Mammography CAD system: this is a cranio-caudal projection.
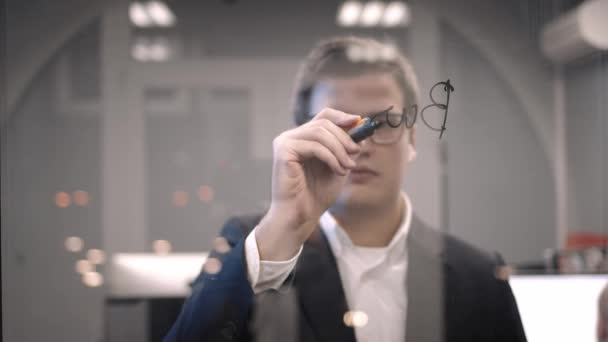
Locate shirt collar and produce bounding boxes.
[319,191,412,256]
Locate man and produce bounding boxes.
[166,37,525,342]
[596,284,608,342]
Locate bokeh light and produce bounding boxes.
[203,258,222,274]
[64,236,84,253]
[87,248,106,265]
[72,190,89,207]
[198,185,215,203]
[152,240,172,255]
[55,191,72,209]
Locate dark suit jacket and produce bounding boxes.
[165,212,526,342]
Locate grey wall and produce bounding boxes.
[564,53,608,234]
[2,23,103,341]
[442,25,555,262]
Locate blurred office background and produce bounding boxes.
[1,0,608,342]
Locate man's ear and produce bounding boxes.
[407,143,417,162]
[407,126,417,162]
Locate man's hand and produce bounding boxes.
[256,108,360,260]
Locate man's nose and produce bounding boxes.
[359,138,374,158]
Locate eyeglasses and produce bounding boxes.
[360,106,417,145]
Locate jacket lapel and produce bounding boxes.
[405,217,446,342]
[294,228,355,342]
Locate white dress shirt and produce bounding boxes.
[245,193,412,342]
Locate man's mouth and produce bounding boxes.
[349,166,378,183]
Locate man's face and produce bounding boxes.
[311,73,414,210]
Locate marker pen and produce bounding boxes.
[347,117,382,143]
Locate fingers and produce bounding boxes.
[291,121,360,169]
[312,108,361,128]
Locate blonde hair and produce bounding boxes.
[292,36,419,125]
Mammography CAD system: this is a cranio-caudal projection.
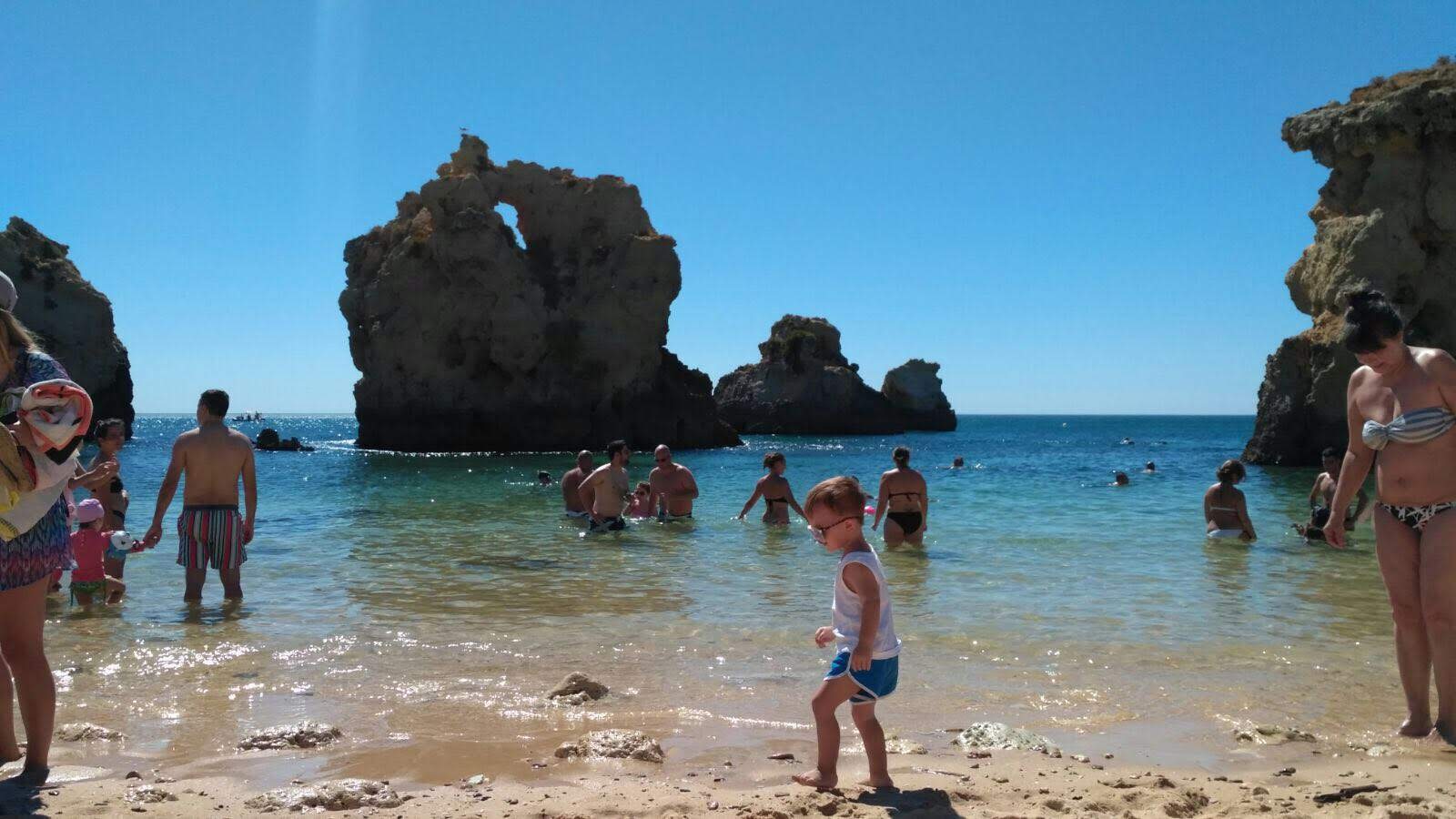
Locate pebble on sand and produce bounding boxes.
[238,720,344,751]
[556,729,662,763]
[243,780,403,814]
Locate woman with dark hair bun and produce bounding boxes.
[1323,290,1456,744]
[872,446,930,548]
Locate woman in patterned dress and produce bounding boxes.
[0,272,75,785]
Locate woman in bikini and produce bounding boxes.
[738,451,808,525]
[1203,460,1258,541]
[872,446,930,548]
[1325,290,1456,744]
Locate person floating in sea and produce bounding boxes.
[1325,290,1456,744]
[628,480,657,518]
[871,446,930,548]
[1309,446,1370,541]
[71,499,126,606]
[577,440,632,532]
[738,451,804,525]
[794,477,900,790]
[141,389,258,601]
[561,449,595,521]
[646,444,697,521]
[1203,459,1258,541]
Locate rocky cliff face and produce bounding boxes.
[339,136,738,451]
[1243,63,1456,465]
[713,317,956,434]
[879,359,956,431]
[0,217,136,436]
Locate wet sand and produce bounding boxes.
[19,734,1456,819]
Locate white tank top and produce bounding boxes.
[834,550,900,660]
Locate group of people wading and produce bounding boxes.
[561,440,932,547]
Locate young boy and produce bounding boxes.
[794,477,900,790]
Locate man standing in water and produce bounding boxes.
[577,440,632,532]
[561,449,592,518]
[143,389,258,601]
[646,443,697,521]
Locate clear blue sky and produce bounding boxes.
[0,2,1456,412]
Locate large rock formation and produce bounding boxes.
[879,359,956,431]
[1243,60,1456,465]
[339,136,738,451]
[0,217,136,436]
[713,317,956,434]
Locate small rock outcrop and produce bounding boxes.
[243,780,405,814]
[1243,61,1456,465]
[238,720,344,751]
[546,672,609,705]
[956,723,1061,753]
[339,134,740,451]
[879,359,956,433]
[0,217,136,437]
[556,729,662,763]
[713,315,956,434]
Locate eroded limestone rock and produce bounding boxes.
[339,136,740,451]
[1243,64,1456,465]
[0,217,136,436]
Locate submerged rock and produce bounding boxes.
[956,723,1061,755]
[556,729,662,763]
[122,785,177,804]
[0,217,136,437]
[56,723,126,742]
[243,780,403,814]
[1243,58,1456,466]
[546,672,609,705]
[238,720,344,751]
[339,136,740,451]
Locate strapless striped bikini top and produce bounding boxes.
[1360,407,1456,449]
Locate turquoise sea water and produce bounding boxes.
[46,415,1400,777]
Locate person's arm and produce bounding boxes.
[1238,492,1259,541]
[141,439,187,547]
[871,475,890,529]
[1325,370,1374,550]
[738,478,764,521]
[243,444,258,547]
[844,562,879,672]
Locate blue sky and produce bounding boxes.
[0,2,1456,412]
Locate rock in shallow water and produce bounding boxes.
[243,780,403,814]
[956,723,1061,753]
[56,723,126,742]
[556,729,662,763]
[238,720,344,751]
[546,672,610,705]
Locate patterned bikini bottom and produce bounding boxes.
[1380,500,1456,532]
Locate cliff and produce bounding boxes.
[0,217,136,436]
[339,136,738,451]
[1243,60,1456,465]
[713,315,956,434]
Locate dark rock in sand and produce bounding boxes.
[238,720,344,751]
[1243,64,1456,466]
[0,217,136,437]
[339,136,740,451]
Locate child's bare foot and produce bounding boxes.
[794,771,839,790]
[1398,714,1434,737]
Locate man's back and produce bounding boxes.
[177,424,253,506]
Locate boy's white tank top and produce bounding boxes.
[834,550,900,660]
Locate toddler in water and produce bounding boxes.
[71,499,138,606]
[794,477,900,790]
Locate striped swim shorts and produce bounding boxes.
[177,506,248,571]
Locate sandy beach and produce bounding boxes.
[19,734,1456,819]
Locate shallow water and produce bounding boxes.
[46,417,1402,780]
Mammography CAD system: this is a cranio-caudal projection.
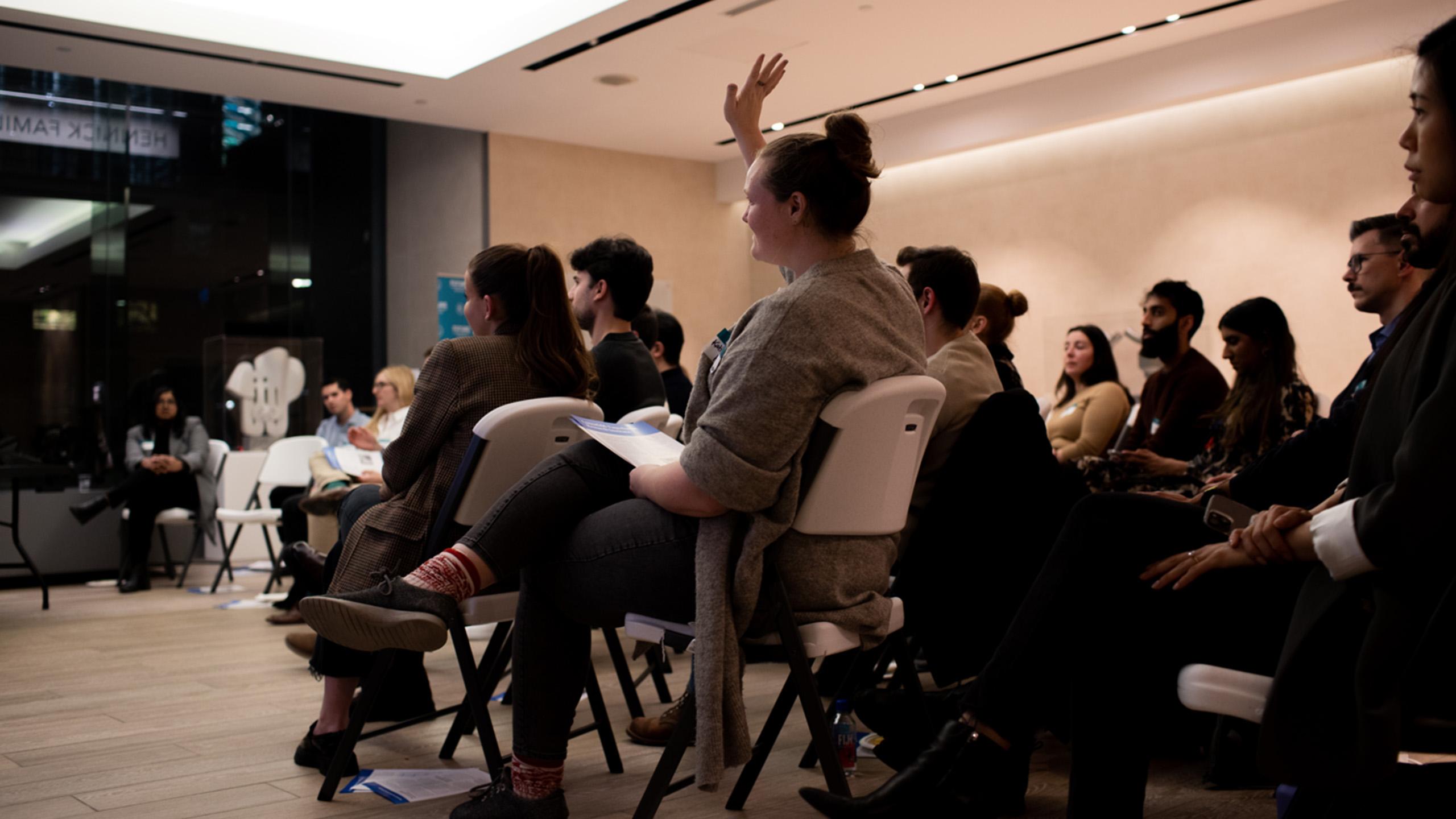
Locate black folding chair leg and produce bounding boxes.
[177,529,204,589]
[319,648,395,801]
[647,646,673,702]
[440,621,511,759]
[601,625,649,717]
[450,618,504,777]
[632,681,697,819]
[585,657,623,774]
[208,523,243,594]
[259,524,283,594]
[726,679,814,810]
[157,526,177,580]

------------------------------------------------

Problem to solve: Lay out the material starting at the line that contains "Locate jacket lapel" and ending at the line that contains "[0,272,75,785]" as a Markdown table with the columns Row and Line, one numbered row per line, blank lines omitted. Leave the pictures out of the table.

Reply:
| Row | Line |
|---|---|
| 1 | Locate jacket lapel and produce bounding boxes. |
| 2 | [405,217,446,342] |
| 3 | [294,228,355,342] |
| 4 | Locate white dress shirt and produce bounding boxes. |
| 5 | [245,193,412,342] |
| 6 | Locate man's mouth and produce bounding boxes. |
| 7 | [349,166,378,183] |
| 8 | Locate man's face and produce bounding boxes. |
| 9 | [311,73,414,210] |
| 10 | Locate marker pen and produce bounding boxes. |
| 11 | [347,117,382,143] |
| 12 | Locate fingers and produce bounding boxes. |
| 13 | [291,121,360,169] |
| 14 | [312,108,361,128] |
| 15 | Locate blonde hair and produce bounding boxes. |
| 16 | [292,36,419,125] |
| 17 | Mammography CAD system: this is a cranio-caudal projection. |
| 18 | Locate pebble on sand and produce bounding boxes. |
| 19 | [238,720,344,751] |
| 20 | [556,729,662,763] |
| 21 | [243,780,403,814] |
| 22 | Locate woman with dark hair bun and produce bounding boxes. |
| 23 | [1323,290,1456,744] |
| 24 | [872,446,930,548] |
| 25 | Locate woman in patterned dress and produce bounding boxes. |
| 26 | [0,272,75,785] |